**GIVEN INSTRUCTION:**
Gather every line of the data below that contains the word "outline", with letter case counting.

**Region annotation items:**
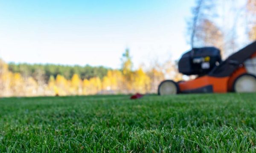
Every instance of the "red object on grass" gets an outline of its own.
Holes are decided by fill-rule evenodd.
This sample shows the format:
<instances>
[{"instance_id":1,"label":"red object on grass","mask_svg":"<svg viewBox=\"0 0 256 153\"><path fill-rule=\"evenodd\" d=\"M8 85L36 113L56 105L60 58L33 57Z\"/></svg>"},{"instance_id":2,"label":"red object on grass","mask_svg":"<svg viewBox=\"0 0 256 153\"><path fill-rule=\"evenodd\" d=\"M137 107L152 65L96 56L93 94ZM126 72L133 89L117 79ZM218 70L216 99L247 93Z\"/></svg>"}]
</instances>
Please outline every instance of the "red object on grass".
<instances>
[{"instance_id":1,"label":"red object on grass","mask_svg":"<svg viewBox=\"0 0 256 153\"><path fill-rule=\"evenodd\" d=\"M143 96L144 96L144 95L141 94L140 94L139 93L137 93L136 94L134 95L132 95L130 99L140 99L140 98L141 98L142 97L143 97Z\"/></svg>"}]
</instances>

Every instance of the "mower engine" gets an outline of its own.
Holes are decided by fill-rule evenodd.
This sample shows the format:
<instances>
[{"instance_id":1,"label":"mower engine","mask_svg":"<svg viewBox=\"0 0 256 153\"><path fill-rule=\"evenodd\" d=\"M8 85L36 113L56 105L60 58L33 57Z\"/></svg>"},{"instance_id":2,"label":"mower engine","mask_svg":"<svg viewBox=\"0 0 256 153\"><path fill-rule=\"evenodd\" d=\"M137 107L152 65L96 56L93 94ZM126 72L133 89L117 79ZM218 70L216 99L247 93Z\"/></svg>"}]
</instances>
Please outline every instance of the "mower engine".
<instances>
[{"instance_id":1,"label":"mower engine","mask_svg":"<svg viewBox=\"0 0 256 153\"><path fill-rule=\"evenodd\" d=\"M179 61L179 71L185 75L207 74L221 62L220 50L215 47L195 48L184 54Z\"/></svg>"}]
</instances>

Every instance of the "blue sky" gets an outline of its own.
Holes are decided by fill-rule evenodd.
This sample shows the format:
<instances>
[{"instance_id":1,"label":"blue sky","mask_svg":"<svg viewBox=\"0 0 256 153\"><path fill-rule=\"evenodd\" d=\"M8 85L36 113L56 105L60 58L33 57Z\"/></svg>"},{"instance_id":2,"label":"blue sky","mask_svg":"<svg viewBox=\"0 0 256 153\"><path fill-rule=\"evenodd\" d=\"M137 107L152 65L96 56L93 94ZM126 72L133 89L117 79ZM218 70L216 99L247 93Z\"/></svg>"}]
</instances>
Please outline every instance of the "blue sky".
...
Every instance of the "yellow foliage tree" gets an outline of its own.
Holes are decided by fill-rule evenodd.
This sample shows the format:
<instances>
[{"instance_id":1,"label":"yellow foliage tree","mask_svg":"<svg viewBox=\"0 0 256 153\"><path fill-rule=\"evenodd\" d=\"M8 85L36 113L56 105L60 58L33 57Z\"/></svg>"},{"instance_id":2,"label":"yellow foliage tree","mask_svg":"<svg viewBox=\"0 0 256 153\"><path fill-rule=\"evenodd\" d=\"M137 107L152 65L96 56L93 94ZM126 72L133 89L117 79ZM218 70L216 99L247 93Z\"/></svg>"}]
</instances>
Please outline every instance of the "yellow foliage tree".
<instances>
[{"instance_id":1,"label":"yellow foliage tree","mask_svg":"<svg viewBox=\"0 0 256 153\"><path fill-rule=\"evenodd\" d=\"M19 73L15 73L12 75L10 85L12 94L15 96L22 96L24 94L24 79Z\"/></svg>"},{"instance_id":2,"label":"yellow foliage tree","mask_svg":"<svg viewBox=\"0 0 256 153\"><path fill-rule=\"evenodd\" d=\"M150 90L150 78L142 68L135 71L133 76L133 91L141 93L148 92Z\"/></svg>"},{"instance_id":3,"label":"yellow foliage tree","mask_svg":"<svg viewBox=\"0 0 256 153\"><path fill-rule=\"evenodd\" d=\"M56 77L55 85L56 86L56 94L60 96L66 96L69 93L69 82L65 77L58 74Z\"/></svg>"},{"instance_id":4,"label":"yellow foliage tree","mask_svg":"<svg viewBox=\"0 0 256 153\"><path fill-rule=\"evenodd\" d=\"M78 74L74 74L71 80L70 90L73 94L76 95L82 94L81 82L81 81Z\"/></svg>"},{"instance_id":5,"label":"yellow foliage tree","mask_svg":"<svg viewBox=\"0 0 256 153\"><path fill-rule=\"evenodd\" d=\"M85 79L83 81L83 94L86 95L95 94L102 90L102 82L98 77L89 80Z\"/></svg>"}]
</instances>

**EXERCISE OUTPUT:**
Every instance of the "red object on grass" gets an outline of its own.
Please outline every instance of the "red object on grass".
Every instance of the "mower engine" gets an outline of its own.
Please outline every instance of the "mower engine".
Every instance of the "blue sky" gets an outline of its own.
Please outline every instance of the "blue sky".
Every instance of the "yellow foliage tree" gets an outline of its own.
Please outline every instance of the "yellow foliage tree".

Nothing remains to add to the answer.